• **EXERCISE TASK 1**
In the records below, add 25 to every coordinate in the answers and write out everything from the line containing "Place one point per instance of the stone cathedral" down to the end of the records, requests included.

[begin SELECTED EXCERPT]

Doctor Who
The Eaters Of Light
Series Ten, Episode Ten
This episode is brought to you by
Rona Munro. Rona Munro! Okay, so the
only things I know about her are a) she’s Scottish and b) she wrote Survival,
the last ever Classic Who story
transmitted. But I’m still excited. Not only is she the writer who inadvertently
saw out the old show (in style – Survival’s great), she’s also the first Ye Olde
writer to return to Doctor Who since
it came back. (Meanwhile Mark Gatiss has
written for it nine times. Answer the
door and let that sink in.)
It’s exciting because there’s a chance
for something different. That’s entirely
self-driven hype and not Rona Munro’s fault, by the way: she hasn’t promised to
reinvent Doctor Who or anything. But I still went into this one hoping for a
different flavour. The title also suggests
a story that’s somehow intangible, and maybe not as by-the-numbers as we’re
used to. Ah well, cancel the drumroll: The
Eaters Of Light is pretty much like most other New Who, same sort of good bits, same sort of bad. And fair enough: the average, oblivious,
not-daftly-self-hyped viewer wouldn’t be the least surprised.
Average, oblivious, not-daftly-self-hyped viewer: "Oh look, talking crows. I am unsurprised." |
The Doctor and Bill disagree
about history. (She read a book once and
got an A* on an essay; the Doctor is a 2,000 year old time traveller. No offence, but I think most of us are betting
on angry-eyebrows.) Bill believes the
Roman Ninth Legion left Pictish Scotland in one piece, the Doctor thinks they all
died. Turns out they’re both sort of right,
as an unknown horror from beyond space™ was unleashed by the Picts to devour
the invading Romans. A few Romans escaped. They will need to work together to defeat the
beastie.
I didn’t mean to scoop the entire
plot into a couple of sentences, but… damn, there it is. Of twists and turns, there are decidedly few. So let’s talk about the people in it.
The Picts are mostly children
now, as their parents and families were slaughtered by the Romans. One of them (the “Gatekeeper”) has the
dubious honour of keeping the Eater Of Light at bay. One of these dog-like creatures arrives every
60-70 years and one warrior is chosen to stop it. The latest, Kar, sees the Romans advancing
and figures she has a secret weapon, so she lets it out, but the Eater can’t be
stopped. It eats the light from people,
although we don’t generate light so… yeah, I don’t really know what it’s eating,
but it sounds cool. Rebecca Benson is
wonderfully intense as Kar, particularly when she needs to make a heroic
sacrifice at the end and says goodbye to her brother, wet eyed and just
awkwardly hopping from foot to foot.

[end SELECTED EXCERPT]

• **EXERCISE TASK 2**
Name every writer or actor that the Doctor Who review mentions by name.

[begin SUPPLIED MATERIAL]

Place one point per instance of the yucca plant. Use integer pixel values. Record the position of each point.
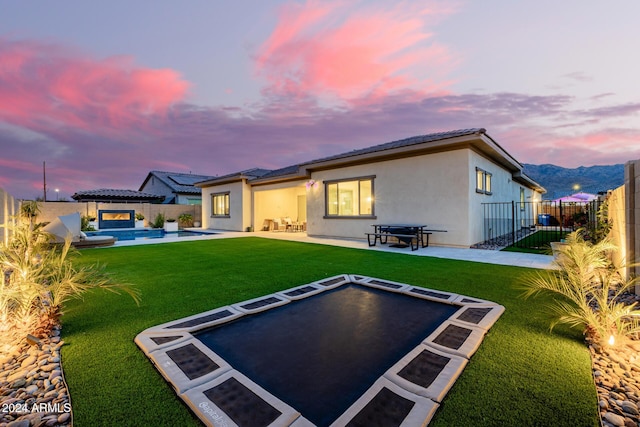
(37, 277)
(586, 287)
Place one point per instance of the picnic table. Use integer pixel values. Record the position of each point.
(413, 235)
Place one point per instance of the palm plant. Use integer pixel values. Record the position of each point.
(36, 278)
(588, 288)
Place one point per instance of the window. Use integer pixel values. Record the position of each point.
(483, 181)
(349, 198)
(220, 204)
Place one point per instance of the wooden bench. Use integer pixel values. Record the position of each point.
(406, 238)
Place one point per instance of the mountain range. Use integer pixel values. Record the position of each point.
(560, 182)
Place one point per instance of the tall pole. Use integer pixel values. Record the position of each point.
(44, 179)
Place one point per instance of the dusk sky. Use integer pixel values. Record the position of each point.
(107, 91)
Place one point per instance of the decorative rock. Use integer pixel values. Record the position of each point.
(630, 407)
(48, 368)
(55, 373)
(19, 383)
(31, 376)
(614, 419)
(31, 389)
(17, 375)
(28, 361)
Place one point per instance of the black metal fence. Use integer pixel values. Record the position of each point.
(533, 225)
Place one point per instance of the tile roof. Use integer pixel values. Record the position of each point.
(179, 182)
(114, 194)
(414, 140)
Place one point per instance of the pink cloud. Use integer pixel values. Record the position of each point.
(321, 48)
(44, 85)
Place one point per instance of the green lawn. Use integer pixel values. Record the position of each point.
(522, 375)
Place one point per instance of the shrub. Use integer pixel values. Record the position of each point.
(36, 278)
(587, 287)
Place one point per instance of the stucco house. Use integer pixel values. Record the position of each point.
(177, 188)
(440, 179)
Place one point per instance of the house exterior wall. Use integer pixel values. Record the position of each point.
(239, 207)
(504, 189)
(277, 201)
(437, 189)
(430, 189)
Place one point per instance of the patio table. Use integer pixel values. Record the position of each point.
(403, 232)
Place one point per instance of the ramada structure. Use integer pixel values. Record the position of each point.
(440, 179)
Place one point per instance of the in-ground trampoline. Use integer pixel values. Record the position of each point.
(348, 350)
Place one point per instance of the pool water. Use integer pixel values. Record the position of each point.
(321, 353)
(147, 233)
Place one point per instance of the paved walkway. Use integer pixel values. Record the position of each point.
(476, 255)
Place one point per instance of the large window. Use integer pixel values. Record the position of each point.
(349, 198)
(483, 181)
(220, 204)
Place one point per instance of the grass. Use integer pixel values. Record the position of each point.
(536, 243)
(522, 374)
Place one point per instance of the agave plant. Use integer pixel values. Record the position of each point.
(587, 286)
(37, 277)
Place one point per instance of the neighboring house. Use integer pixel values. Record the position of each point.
(441, 180)
(178, 188)
(109, 195)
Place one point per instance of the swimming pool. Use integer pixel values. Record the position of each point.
(145, 233)
(342, 350)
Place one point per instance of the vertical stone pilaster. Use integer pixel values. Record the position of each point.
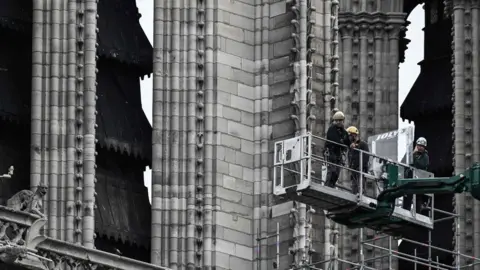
(65, 65)
(369, 87)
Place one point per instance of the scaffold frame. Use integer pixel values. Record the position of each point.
(306, 156)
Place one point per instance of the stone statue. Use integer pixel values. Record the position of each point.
(10, 253)
(9, 174)
(29, 201)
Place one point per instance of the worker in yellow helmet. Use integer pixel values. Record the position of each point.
(335, 147)
(357, 147)
(421, 161)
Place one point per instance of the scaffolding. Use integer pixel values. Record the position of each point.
(295, 178)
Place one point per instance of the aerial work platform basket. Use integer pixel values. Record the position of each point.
(296, 163)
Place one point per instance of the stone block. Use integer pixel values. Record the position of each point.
(226, 85)
(282, 48)
(230, 32)
(248, 118)
(246, 91)
(240, 49)
(283, 129)
(280, 34)
(244, 252)
(237, 7)
(230, 155)
(231, 113)
(222, 260)
(236, 208)
(281, 102)
(234, 222)
(281, 20)
(229, 59)
(230, 141)
(244, 77)
(249, 37)
(280, 63)
(225, 246)
(222, 167)
(248, 174)
(235, 170)
(228, 194)
(224, 71)
(280, 89)
(240, 264)
(237, 237)
(240, 130)
(224, 98)
(242, 22)
(247, 147)
(280, 115)
(278, 8)
(241, 103)
(247, 200)
(221, 125)
(244, 159)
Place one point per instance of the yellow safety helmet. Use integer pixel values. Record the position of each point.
(352, 130)
(338, 116)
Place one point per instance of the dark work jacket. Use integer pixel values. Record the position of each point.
(421, 160)
(354, 156)
(338, 135)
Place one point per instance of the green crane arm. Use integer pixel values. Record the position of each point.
(396, 187)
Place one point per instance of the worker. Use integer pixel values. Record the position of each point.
(357, 144)
(421, 161)
(335, 147)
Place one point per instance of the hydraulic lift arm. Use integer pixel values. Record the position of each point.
(396, 187)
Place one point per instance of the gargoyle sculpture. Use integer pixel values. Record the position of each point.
(9, 174)
(10, 253)
(29, 201)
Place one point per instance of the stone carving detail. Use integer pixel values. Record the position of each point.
(294, 221)
(29, 201)
(311, 100)
(334, 53)
(10, 253)
(295, 62)
(59, 261)
(200, 138)
(19, 233)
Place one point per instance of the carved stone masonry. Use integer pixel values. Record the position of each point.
(58, 262)
(29, 201)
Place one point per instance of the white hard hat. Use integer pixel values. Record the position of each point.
(422, 141)
(338, 116)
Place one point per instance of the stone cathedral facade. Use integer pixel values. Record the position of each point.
(232, 77)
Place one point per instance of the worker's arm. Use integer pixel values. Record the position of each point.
(421, 161)
(366, 157)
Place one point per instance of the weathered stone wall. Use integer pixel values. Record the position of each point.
(234, 108)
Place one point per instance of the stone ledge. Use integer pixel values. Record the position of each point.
(93, 256)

[end SUPPLIED MATERIAL]

• **EXERCISE ANSWER 1**
Place one point per instance of the stone cathedral facade. Use integer pixel values. Record the position of each point.
(257, 102)
Place one point per instance of the worker's arm. Use integer pixel values. Record the position of each point.
(446, 186)
(391, 182)
Place one point per instance of the weathered stone wall. Use integer pixel values. Record the position of each point.
(259, 133)
Place one point per instance of the stone ledge. Use integer pixel values. Record the position of each point.
(118, 281)

• **EXERCISE ANSWER 2**
Rona Munro, Mark Gatiss, Rebecca Benson